-- WHAT THE TASK ASKS --
Reproduce each of the following rows verbatim.

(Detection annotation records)
^^^^^^^^^^^^^^^^

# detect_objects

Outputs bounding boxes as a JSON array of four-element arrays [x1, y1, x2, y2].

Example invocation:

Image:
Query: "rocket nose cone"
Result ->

^^^^^^^^^^^^^^^^

-- WRITTEN SOLUTION --
# detect_objects

Outputs bounding boxes as a JSON array of four-element arrays [x1, y1, x2, y2].

Example invocation:

Image:
Query: "rocket nose cone"
Result ->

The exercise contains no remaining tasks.